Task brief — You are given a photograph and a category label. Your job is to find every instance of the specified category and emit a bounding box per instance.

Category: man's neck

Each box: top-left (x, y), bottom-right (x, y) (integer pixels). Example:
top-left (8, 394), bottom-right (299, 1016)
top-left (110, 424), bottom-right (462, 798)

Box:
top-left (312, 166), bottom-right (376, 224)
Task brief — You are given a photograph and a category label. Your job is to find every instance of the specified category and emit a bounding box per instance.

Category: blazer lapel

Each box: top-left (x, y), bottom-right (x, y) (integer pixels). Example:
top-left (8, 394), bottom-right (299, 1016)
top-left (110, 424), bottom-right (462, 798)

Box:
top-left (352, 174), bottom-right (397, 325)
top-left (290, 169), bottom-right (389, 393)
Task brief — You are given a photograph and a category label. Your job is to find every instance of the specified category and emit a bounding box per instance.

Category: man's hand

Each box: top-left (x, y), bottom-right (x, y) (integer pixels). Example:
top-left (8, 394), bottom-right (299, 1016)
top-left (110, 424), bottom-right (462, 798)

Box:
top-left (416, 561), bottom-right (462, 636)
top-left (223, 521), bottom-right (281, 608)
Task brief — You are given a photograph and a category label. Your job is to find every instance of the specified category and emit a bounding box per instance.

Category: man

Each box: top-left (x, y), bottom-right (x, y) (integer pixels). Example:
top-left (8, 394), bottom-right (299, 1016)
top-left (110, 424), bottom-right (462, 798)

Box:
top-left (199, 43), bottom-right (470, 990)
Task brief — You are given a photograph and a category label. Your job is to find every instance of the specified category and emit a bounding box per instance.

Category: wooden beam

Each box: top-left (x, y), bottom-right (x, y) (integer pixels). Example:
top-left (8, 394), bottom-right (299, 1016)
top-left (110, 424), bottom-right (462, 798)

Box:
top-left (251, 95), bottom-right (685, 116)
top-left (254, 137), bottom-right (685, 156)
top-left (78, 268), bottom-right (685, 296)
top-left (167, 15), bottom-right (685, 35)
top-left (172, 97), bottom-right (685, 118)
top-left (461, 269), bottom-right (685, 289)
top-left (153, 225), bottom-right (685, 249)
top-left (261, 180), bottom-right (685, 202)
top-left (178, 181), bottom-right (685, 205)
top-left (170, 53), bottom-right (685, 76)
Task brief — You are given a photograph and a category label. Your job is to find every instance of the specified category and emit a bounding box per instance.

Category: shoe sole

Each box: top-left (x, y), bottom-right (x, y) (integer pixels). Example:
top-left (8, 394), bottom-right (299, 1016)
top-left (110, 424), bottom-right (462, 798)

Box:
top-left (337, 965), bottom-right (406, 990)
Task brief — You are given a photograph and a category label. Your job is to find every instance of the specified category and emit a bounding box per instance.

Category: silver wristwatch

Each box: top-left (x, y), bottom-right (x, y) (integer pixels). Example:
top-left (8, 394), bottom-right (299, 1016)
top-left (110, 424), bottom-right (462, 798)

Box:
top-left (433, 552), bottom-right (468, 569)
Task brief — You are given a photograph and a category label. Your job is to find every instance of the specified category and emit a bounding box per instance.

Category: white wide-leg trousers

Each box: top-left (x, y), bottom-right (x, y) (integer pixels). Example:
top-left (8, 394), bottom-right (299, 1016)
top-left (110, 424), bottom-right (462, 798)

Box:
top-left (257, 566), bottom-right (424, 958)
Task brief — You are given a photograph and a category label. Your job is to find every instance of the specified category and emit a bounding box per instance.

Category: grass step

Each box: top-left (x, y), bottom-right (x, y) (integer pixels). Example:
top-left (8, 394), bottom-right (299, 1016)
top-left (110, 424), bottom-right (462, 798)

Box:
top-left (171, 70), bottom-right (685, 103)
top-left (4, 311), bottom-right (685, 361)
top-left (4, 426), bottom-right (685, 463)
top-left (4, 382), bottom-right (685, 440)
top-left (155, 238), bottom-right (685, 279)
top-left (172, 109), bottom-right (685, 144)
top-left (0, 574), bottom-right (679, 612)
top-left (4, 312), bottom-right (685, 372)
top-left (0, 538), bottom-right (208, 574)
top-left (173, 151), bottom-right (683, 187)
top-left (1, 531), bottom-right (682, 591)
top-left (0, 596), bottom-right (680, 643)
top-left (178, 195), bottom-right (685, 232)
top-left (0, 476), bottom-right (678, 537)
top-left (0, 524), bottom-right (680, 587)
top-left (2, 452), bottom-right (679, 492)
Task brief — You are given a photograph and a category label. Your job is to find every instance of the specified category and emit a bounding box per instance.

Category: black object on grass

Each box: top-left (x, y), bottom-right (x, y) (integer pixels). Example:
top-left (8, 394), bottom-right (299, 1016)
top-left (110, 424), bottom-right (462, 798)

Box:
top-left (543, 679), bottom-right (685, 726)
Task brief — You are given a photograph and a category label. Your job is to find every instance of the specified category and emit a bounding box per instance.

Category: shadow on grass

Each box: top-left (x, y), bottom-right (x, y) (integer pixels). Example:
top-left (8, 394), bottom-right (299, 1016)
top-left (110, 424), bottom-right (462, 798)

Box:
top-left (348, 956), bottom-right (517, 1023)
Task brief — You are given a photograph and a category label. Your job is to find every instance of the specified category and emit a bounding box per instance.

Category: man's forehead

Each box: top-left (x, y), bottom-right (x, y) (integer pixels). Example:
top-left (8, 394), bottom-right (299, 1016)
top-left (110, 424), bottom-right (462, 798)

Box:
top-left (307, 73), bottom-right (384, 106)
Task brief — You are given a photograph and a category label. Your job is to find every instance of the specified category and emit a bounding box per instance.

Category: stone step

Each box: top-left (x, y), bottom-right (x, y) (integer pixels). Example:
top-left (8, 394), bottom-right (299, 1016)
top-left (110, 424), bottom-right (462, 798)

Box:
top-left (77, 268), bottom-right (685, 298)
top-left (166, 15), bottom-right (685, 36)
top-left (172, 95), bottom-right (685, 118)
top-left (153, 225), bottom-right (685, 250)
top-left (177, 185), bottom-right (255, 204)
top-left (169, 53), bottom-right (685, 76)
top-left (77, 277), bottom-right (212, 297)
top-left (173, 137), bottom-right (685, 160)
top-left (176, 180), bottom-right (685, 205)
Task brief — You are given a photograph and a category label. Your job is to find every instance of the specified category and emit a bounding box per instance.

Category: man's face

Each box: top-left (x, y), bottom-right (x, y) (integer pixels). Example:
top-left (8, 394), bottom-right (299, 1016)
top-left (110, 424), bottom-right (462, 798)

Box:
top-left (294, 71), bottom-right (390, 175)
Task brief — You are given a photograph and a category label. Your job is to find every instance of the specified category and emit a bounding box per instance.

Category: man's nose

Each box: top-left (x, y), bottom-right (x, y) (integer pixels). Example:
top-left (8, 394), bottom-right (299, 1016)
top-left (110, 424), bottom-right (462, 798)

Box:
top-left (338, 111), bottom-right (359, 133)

• **Task brief**
Work through the records above. Copy every line with the string "step".

• **Reply**
Category: grass step
Category: stone step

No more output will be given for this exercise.